# Howdy!



## Doomsday Cult Leader (Mar 21, 2007)

Heya folks,

Thought I'd sign up and introduce myself, many of you already know me as Lurks in the shadows.


----------



## Sickie Ickie (Jun 20, 2006)

Howdy! Well, do more than just lurk here!


----------



## slimy (Jul 12, 2006)

Welcome welcome.

I think you'll come out of the shadows and like it here.


----------



## Zombie-F (Apr 12, 2004)

Welcome aboard lurks!


----------



## scareme (Aug 29, 2006)

Hi fellow lurker. Just remember there is a fine line between lurking and stalking. The nice police officer will explaine it to you, like he did for me.


----------



## ScareFX (Aug 18, 2004)

Welcome.


----------



## Fangs (Jun 6, 2006)

scareme said:


> Hi fellow lurker. Just remember there is a fine line between lurking and stalking. The nice police officer will explaine it to you, like he did for me.


LOL tooo funny scareme!  Greetings and Velcome! Glad you came out of the shadows! :>


----------



## Vlad (Aug 2, 2005)

Hi Lurks, glad to see you here! Make sure you try out the chatroom if you want a good reason for remaining hidden from this gang, lol.


----------



## Hauntiholik (May 17, 2006)

Welcome Lurks!

**Instructions to follow**
Continue the forum welcome thread from where it stops. The material is not needed for this.

**Supplied entries**
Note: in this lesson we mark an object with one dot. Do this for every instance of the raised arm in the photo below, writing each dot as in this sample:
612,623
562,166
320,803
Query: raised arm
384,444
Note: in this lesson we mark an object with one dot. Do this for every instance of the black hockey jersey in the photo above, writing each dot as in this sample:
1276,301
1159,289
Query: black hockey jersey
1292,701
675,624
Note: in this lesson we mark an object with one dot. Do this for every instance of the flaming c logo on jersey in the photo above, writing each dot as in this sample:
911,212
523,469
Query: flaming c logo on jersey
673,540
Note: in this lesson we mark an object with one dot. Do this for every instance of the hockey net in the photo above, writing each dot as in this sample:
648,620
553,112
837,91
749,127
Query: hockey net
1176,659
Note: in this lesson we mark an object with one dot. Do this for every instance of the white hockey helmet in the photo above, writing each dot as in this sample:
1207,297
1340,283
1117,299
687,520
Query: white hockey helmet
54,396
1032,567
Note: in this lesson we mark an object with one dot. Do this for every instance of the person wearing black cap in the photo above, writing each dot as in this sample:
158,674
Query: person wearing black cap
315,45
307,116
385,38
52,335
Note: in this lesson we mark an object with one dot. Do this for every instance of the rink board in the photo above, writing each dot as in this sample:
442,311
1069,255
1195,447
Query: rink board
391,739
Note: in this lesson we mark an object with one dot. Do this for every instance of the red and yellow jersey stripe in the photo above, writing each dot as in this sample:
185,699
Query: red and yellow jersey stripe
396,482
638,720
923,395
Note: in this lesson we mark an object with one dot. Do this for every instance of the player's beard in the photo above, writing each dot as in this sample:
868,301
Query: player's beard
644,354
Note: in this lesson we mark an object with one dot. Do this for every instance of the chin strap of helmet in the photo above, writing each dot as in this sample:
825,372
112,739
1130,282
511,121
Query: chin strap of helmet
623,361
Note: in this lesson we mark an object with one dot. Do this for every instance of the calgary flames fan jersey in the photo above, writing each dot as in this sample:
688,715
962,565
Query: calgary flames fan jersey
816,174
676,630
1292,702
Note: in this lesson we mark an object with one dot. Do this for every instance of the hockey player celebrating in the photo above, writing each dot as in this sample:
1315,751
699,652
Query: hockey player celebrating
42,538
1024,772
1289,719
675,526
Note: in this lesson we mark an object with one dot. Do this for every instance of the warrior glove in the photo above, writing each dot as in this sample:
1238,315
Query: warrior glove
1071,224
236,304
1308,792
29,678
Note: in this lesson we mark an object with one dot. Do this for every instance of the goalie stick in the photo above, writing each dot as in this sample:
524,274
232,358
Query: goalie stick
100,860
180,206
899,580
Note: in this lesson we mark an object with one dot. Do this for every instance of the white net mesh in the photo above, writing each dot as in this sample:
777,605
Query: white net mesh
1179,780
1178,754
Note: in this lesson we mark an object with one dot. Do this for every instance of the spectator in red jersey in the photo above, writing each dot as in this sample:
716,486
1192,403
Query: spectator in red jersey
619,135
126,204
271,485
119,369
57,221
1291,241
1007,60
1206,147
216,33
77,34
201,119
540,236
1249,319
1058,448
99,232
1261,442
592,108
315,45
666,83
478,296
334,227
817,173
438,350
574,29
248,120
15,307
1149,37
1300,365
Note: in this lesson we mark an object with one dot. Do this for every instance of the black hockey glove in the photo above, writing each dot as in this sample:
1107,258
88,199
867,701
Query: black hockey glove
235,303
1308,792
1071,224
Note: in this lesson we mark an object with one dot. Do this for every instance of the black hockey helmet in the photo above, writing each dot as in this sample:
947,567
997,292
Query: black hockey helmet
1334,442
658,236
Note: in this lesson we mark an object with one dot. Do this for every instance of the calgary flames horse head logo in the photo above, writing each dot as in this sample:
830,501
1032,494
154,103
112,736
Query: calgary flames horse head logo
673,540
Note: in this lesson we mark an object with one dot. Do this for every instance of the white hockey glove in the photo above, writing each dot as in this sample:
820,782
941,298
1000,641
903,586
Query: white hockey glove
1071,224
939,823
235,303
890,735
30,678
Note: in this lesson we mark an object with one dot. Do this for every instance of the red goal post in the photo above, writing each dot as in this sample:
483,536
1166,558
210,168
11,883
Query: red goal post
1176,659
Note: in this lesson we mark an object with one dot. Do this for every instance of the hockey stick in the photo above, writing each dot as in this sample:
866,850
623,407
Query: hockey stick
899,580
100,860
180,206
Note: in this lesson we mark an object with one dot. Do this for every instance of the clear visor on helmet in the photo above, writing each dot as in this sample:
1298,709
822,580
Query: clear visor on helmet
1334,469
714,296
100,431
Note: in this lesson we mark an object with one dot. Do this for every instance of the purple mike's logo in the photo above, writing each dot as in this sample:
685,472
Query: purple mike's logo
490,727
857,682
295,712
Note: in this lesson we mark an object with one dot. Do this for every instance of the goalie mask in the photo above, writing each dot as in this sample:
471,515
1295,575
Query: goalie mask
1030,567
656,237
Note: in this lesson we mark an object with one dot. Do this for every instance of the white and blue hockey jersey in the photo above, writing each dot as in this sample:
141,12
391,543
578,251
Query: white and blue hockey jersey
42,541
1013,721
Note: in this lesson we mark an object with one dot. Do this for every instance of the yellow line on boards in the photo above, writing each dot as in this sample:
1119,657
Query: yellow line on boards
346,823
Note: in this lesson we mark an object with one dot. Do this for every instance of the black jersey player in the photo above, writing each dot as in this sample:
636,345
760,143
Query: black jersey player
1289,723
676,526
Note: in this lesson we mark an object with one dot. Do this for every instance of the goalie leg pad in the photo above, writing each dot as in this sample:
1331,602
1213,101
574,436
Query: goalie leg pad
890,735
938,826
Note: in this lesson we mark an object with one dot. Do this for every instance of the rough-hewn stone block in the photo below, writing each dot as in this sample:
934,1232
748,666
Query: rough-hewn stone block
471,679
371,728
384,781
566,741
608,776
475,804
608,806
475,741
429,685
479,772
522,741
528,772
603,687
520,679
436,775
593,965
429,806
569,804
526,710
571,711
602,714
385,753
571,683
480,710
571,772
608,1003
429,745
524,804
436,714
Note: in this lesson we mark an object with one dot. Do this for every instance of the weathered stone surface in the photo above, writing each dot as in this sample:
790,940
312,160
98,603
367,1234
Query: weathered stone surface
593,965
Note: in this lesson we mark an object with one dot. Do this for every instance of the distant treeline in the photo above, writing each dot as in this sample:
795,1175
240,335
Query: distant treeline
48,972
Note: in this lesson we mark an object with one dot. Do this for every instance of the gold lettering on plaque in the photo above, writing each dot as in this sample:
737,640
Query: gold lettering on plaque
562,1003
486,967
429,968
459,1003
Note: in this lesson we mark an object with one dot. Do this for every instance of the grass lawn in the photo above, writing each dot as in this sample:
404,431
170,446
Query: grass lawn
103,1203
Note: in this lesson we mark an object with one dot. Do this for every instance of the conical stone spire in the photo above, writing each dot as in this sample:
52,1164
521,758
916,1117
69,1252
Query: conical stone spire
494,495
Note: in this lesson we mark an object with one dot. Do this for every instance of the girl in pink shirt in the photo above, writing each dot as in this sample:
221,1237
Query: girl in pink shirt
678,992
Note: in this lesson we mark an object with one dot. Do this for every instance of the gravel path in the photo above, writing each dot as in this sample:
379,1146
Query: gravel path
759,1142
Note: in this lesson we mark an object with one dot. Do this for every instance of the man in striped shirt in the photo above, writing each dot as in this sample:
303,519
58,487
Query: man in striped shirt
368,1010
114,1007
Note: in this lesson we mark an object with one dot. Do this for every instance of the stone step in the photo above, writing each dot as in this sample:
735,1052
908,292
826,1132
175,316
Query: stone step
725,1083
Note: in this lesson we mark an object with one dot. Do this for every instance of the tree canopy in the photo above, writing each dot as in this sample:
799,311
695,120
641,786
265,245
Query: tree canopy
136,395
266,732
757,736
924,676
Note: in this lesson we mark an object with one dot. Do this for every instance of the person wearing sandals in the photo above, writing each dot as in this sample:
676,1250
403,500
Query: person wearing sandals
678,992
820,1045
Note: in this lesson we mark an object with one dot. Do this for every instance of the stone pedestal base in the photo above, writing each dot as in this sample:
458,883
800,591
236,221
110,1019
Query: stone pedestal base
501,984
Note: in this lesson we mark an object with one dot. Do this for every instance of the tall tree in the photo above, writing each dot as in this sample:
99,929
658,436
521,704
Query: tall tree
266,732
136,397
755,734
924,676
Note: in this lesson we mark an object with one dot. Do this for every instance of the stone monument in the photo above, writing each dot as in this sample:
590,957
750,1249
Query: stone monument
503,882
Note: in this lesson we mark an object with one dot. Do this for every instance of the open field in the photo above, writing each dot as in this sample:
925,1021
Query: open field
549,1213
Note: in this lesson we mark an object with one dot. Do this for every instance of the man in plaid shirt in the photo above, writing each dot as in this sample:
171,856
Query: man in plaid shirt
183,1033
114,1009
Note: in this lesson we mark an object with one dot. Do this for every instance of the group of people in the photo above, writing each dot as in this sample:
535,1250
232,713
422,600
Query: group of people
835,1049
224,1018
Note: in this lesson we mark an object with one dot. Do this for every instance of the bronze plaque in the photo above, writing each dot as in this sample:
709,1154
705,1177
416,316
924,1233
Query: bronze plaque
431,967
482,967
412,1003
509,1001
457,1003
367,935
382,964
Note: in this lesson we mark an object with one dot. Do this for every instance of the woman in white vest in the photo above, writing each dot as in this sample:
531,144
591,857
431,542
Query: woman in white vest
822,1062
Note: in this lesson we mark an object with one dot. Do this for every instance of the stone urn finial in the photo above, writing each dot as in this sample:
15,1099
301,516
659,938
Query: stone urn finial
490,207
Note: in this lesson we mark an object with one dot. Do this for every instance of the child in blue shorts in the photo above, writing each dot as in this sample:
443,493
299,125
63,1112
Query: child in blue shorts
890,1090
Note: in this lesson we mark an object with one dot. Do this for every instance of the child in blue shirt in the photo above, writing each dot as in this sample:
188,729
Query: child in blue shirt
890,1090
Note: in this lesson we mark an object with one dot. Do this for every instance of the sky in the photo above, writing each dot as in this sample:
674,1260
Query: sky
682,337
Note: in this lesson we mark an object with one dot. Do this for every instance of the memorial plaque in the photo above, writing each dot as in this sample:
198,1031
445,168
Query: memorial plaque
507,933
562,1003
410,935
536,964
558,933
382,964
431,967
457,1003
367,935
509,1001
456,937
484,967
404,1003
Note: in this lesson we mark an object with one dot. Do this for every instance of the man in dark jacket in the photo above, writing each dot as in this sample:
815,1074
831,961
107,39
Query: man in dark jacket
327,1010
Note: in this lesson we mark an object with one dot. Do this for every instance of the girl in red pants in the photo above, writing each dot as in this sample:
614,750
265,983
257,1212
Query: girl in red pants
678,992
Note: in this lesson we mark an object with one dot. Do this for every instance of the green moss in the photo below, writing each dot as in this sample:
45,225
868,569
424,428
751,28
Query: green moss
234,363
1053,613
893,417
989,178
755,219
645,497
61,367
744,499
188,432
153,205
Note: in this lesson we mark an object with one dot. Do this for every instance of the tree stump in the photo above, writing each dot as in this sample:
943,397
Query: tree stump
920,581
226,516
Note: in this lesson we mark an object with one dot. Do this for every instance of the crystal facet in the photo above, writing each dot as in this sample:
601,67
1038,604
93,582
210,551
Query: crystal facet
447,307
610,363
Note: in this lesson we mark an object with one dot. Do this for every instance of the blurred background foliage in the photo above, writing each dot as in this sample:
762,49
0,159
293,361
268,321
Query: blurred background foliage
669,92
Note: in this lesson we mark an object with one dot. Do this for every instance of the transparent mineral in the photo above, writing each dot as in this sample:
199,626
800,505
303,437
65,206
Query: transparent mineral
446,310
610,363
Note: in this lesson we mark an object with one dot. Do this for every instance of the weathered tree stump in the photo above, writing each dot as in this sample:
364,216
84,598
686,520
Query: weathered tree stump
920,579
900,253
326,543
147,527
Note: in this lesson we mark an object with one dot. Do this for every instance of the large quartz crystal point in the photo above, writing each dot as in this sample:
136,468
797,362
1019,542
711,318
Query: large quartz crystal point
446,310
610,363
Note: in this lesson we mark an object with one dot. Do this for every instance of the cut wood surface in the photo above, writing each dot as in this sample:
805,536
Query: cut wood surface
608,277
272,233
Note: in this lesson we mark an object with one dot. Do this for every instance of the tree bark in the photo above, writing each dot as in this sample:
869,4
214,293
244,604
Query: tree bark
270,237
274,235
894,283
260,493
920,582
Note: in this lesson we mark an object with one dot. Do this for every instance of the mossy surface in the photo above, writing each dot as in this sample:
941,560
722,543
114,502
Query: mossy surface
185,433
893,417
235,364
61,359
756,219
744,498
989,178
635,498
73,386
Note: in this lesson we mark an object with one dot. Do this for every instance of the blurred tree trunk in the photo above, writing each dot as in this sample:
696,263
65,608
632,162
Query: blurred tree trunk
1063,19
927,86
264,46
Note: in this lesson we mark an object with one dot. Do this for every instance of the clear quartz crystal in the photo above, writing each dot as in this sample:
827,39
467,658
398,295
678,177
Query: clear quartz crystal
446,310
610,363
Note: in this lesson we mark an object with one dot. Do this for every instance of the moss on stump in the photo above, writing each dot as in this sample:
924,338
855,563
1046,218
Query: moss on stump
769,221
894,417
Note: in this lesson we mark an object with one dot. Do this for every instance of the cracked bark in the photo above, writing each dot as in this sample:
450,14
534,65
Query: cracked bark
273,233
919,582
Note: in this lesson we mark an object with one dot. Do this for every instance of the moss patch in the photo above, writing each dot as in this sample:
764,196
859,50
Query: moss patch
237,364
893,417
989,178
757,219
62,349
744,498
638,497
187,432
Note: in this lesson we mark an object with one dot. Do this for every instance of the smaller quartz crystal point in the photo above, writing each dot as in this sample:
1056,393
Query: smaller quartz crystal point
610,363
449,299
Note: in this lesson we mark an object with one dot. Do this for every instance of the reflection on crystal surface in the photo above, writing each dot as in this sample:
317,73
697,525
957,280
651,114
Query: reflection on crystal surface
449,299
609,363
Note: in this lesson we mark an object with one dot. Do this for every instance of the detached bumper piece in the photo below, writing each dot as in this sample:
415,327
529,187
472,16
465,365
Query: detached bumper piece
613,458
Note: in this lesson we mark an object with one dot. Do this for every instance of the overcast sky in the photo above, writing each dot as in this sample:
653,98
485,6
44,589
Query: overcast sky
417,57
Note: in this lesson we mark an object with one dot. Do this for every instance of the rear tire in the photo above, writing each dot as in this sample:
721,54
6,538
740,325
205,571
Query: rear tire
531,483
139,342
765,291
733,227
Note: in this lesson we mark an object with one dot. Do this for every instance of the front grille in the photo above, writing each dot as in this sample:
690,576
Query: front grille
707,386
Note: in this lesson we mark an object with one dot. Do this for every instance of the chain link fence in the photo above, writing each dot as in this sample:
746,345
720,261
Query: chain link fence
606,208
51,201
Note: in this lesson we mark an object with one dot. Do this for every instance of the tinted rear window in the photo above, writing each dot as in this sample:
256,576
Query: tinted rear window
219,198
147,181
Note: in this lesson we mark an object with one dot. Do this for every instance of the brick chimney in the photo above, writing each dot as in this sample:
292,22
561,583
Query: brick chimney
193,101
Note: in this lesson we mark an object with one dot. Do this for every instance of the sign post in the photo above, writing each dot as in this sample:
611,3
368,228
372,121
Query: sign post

**Response for this exercise**
----------



## pyro (Oct 7, 2006)

Hell o & Welcome


----------



## slightlymad (May 25, 2006)

Howldy. Nice to see ya here. From the sound of your name you must know my ex.


----------



## Doomsday Cult Leader (Mar 21, 2007)

I feel like family already!

(no, that doesn't mean I want to go find something to do out in the garage as soon as dinner is over...)

I see some old fiends have found me already. er, friends, I mean!


----------



## Dr Morbius (Sep 21, 2004)

LURKS!! Er...Doomsday! Welcome!


----------



## HalloweenRick (Nov 25, 2005)

Welcome Doomsday Cult Leader! Why, is that were I left my Kool-Aid......


----------



## Front Yard Fright (Dec 23, 2005)

hello.
and welcome.
.


----------



## Haunted Bayou (Feb 16, 2007)

Welcome Doomsday Cult Leader, the haunter formerly known as Lits.


----------



## wolfen manor (Feb 26, 2006)

Welcome Doomsday


----------



## GraveDiggerGreg (Nov 12, 2006)

welcome - sit down and speak up


----------



## Spooklights (Jul 4, 2006)

Welcome! Glad to hear from you.


----------



## Doomsday Cult Leader (Mar 21, 2007)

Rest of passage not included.